▶ [Reading passage]
[Start of section]

Condolences to you and your family, Trudy.
I totally appreciate any woowooness you're sending, erin_o, being woowoo-inclined myself! It sounds like a beautiful exercise and I might try some similar things. (Currently reading several NLP-related books and working on my confidence and self-esteem. When I'm medicated, I can suddenly do that!) I need to sort out finding a yoga or pilates class soon. I need to sort out a lot of things, though...
Askye, I'm glad you have that hitch in the works sorted out, even if it is leading to a less comfortable life for the moment. And yay for the cats being ok.
billytea, those are great pics of the penguins, but I would like photographic evidence of Ryan imitating their walk. Actually, I would like video evidence, but figure that is too much to hope for.
erin_o, that sounds like a lovely experience, except for the weirdness with Malachi. Poor cat.
bonny, I hope you got some rest eventually.
IOmememeN, I don't quite get why I am just now getting a bill for the co-pay for the doctor who saw me in the hospital, when the insurance got the statement, and paid their portion at the end of January. I feel even less in control of my medical bills now. And as Daniel said months ago, are they going to prescribe tranquilizers for when I get the bills?
On a much happier, sweeter note, yesterday after a particularly frustrating session with my therapist, I was having lots of angry thoughts on those topics while at work. While I succeeded in not letting that leak overtly into interactions with the folks I was working with, when I was out driving with one guy who has autism, a couple of times when I was deepest into a brown study, he tapped my arm to bring me out of it. And when we got back to the house, he gave me a hug. Spontaneously. He has let me hug him, and responded by touching one hand to my shoulder in the past.
This, and other instances that show a keen sensitivity, not just from this one person, but from others as well, make me loathe the way persons with autism are characterized on TV.

[End of section]

▶ [Dataset records]
[Start of section]

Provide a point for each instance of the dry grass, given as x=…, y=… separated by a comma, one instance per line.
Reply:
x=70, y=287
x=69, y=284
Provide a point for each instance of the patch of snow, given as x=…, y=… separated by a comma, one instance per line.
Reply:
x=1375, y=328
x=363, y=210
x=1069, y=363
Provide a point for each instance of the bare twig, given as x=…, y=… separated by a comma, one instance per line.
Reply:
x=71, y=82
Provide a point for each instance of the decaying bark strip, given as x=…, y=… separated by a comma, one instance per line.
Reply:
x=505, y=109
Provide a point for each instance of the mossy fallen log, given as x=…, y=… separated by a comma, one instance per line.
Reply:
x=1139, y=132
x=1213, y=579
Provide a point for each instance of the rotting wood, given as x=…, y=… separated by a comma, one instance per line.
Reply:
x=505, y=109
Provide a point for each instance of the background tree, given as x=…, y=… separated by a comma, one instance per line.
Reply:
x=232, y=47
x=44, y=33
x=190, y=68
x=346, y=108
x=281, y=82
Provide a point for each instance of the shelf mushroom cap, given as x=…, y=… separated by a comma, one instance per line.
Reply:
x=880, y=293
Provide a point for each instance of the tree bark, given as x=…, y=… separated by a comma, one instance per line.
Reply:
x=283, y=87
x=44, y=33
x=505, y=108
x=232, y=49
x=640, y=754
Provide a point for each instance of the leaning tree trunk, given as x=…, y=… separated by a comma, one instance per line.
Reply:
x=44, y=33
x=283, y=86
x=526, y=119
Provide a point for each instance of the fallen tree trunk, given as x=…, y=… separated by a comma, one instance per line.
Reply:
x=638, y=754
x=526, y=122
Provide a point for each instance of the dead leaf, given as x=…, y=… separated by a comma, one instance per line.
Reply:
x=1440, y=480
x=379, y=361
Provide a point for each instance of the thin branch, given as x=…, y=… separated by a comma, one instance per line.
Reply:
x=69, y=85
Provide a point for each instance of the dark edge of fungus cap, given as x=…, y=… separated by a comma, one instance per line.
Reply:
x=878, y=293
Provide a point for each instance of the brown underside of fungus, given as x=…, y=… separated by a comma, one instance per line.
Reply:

[End of section]

▶ [Aim of the exercise]
Copy the forum post from "Askye, I'm glad" to "to hope for.", renaming "penguins" as "seals". The listing has no connection to the forum post.

▶ [Response area]
Askye, I'm glad you have that hitch in the works sorted out, even if it is leading to a less comfortable life for the moment. And yay for the cats being ok.
billytea, those are great pics of the seals, but I would like photographic evidence of Ryan imitating their walk. Actually, I would like video evidence, but figure that is too much to hope for.